### [Aim of the task]
Starting at the line that holds "For every instance of the stone tracery", set down each line through the end of the listing, exactly as written and with nothing added.

——————————

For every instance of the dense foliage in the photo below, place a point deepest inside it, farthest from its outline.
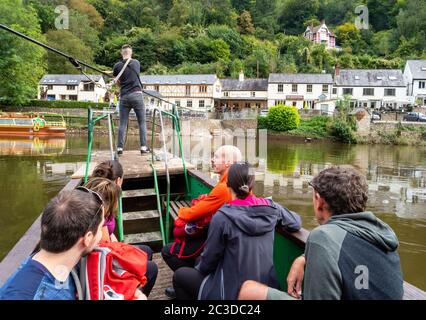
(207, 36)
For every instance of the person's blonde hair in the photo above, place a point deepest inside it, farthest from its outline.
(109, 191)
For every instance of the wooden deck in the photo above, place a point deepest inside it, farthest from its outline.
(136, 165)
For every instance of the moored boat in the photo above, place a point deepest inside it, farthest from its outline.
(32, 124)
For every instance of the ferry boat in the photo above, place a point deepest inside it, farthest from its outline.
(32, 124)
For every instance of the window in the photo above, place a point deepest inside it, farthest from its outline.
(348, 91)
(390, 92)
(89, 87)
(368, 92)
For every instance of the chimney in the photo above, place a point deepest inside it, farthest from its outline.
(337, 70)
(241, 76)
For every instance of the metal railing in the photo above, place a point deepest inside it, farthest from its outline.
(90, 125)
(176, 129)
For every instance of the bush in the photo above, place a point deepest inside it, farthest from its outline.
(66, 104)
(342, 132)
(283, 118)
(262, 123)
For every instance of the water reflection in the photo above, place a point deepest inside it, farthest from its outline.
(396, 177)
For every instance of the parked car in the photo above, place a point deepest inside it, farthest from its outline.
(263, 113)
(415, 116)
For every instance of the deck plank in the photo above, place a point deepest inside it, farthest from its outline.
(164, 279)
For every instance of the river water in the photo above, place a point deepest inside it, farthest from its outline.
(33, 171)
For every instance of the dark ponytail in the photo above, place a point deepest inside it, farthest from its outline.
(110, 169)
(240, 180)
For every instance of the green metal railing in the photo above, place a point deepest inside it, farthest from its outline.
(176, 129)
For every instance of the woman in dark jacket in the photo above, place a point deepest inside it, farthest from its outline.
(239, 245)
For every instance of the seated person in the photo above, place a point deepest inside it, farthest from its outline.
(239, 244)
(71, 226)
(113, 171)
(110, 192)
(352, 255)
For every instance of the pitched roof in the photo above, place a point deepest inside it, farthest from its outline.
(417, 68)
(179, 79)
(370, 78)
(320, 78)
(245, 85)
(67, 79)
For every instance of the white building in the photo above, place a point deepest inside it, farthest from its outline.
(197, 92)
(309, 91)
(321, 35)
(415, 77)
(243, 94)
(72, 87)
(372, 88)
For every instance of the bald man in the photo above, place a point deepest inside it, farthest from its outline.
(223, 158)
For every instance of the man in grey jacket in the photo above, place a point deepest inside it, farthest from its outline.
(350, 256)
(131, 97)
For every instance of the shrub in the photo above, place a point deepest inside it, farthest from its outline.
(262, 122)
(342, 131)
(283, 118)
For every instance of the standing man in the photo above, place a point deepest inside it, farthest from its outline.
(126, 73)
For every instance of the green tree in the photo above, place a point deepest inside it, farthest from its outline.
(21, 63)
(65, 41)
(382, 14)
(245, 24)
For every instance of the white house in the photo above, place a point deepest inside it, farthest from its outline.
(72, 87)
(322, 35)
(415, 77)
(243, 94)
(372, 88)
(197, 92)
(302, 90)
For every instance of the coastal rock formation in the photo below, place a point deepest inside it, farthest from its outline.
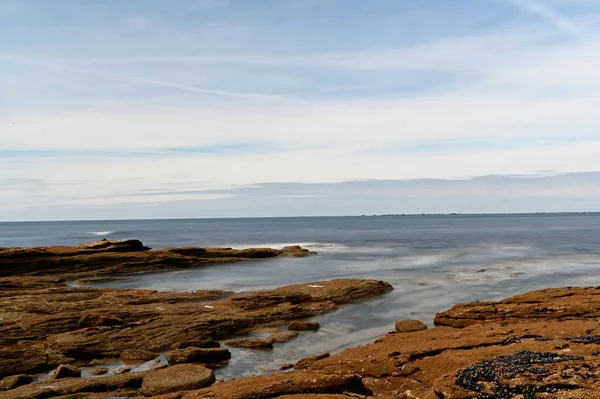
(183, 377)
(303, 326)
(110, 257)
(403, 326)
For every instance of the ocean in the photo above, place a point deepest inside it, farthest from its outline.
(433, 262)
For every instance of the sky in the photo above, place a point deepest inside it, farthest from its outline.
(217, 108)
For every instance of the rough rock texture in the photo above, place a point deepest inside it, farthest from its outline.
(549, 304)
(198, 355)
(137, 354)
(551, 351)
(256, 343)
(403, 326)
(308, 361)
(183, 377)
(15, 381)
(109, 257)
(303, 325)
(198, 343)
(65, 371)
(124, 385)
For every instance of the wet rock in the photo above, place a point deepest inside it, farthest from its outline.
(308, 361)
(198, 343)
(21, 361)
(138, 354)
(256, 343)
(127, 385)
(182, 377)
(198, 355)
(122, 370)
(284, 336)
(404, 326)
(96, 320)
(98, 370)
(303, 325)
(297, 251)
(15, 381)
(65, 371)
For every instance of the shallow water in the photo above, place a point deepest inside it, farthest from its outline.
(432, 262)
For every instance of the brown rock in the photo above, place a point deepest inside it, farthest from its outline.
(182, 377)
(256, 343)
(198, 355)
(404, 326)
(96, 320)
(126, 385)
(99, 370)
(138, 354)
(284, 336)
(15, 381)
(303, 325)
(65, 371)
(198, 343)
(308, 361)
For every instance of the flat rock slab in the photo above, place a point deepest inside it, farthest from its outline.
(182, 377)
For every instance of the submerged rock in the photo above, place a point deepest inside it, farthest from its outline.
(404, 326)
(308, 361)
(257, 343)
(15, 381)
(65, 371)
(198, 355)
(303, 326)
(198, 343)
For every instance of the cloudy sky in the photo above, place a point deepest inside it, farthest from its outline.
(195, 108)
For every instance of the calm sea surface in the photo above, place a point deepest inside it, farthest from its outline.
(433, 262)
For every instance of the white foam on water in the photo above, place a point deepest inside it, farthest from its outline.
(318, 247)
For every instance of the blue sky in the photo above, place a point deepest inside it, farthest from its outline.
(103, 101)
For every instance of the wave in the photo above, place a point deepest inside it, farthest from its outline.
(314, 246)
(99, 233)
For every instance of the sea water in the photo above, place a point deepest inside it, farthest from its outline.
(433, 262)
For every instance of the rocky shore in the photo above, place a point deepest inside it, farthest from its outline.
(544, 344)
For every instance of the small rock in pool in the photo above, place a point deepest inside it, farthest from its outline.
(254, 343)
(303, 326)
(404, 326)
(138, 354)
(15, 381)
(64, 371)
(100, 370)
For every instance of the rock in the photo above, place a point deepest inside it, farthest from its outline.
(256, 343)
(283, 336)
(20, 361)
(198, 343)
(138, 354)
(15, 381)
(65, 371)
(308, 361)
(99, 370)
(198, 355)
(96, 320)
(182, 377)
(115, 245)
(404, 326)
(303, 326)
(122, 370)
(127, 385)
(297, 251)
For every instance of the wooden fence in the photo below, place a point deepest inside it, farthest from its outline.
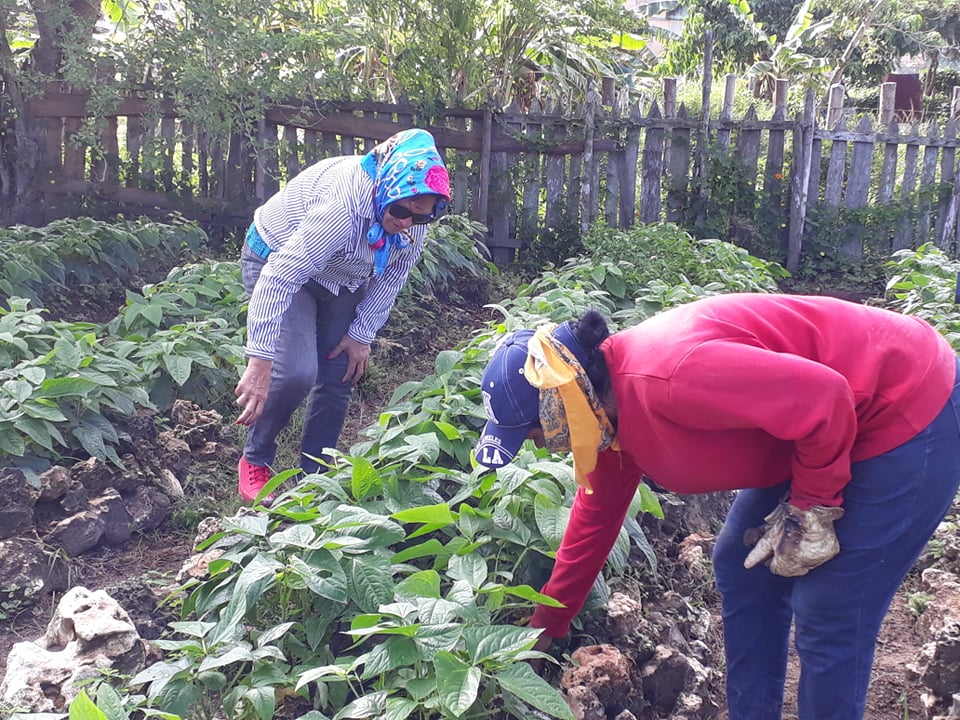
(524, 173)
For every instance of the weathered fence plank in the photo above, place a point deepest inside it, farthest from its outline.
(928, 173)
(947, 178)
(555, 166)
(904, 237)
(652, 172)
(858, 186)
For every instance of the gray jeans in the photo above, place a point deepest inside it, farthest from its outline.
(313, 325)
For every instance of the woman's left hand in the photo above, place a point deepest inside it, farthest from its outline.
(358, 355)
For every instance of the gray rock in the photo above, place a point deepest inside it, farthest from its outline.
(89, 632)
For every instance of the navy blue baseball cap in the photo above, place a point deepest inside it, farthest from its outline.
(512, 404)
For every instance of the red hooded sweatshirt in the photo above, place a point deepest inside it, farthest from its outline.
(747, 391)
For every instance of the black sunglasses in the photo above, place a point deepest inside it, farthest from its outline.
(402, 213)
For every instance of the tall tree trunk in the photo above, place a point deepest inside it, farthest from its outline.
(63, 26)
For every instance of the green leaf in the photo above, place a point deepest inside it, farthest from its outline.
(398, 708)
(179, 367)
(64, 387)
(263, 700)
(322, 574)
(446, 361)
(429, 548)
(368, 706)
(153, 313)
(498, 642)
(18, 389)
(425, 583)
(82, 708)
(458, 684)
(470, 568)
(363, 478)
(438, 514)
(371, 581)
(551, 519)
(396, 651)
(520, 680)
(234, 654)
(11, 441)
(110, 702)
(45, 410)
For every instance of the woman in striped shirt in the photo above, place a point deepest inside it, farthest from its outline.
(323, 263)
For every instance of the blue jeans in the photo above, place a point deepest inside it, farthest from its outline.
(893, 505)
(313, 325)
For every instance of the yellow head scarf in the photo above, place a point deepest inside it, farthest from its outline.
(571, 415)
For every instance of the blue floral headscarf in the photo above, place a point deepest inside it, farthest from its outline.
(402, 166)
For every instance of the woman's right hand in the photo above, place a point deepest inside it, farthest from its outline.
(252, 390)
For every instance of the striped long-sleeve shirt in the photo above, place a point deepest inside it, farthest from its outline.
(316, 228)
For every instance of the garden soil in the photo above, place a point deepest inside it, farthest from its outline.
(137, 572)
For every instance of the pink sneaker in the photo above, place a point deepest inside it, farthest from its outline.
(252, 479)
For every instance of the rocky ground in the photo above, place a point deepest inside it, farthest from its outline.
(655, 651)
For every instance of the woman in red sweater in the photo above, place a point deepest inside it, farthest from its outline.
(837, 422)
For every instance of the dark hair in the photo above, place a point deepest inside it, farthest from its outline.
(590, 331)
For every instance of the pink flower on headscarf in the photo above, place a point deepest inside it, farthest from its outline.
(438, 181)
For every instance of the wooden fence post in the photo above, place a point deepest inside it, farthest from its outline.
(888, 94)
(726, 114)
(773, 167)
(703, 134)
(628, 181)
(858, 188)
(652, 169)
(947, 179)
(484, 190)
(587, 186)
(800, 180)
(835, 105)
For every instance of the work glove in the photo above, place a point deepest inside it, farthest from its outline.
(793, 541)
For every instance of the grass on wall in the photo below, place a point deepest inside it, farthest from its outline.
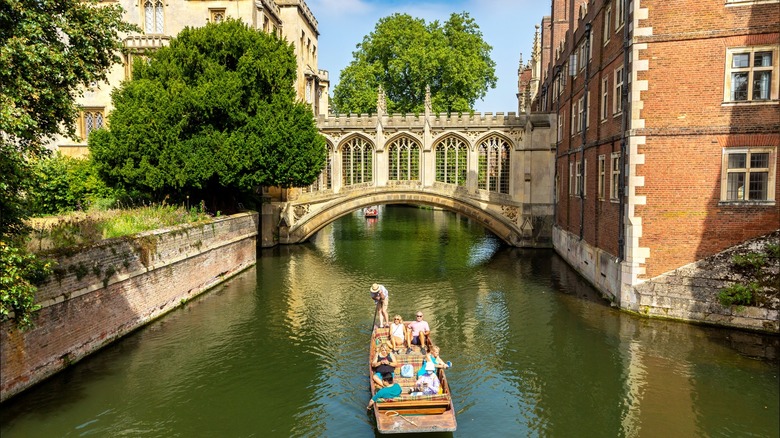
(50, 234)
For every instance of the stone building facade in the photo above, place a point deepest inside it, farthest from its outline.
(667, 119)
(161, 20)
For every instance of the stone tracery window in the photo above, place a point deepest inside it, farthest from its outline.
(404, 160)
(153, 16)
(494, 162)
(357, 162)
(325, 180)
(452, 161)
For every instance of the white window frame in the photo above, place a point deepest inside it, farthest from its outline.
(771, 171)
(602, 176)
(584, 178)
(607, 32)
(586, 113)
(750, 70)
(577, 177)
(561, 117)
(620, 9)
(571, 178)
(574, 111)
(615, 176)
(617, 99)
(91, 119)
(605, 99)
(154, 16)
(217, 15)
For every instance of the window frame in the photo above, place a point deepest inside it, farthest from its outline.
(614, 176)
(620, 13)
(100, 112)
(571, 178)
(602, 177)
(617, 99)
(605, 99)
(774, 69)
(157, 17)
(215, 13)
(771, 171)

——————————

### [Result for this exercise]
For every instance of the stone tracery window in the photo above, place a point deepest inside it, farthest from its outline.
(404, 160)
(153, 16)
(494, 162)
(357, 162)
(325, 180)
(452, 161)
For every instance of the white window frame in the photo above, place a point deepest inside it, farthest from its outline.
(771, 171)
(602, 176)
(584, 178)
(607, 32)
(586, 113)
(750, 70)
(577, 177)
(561, 117)
(620, 9)
(571, 178)
(574, 111)
(615, 176)
(617, 99)
(91, 119)
(605, 99)
(154, 16)
(217, 15)
For every instance of the window frame in the photo above, place a point deepest inside it, farthest from its outline.
(614, 176)
(620, 13)
(100, 112)
(571, 178)
(602, 177)
(617, 99)
(605, 99)
(774, 69)
(157, 17)
(215, 13)
(771, 171)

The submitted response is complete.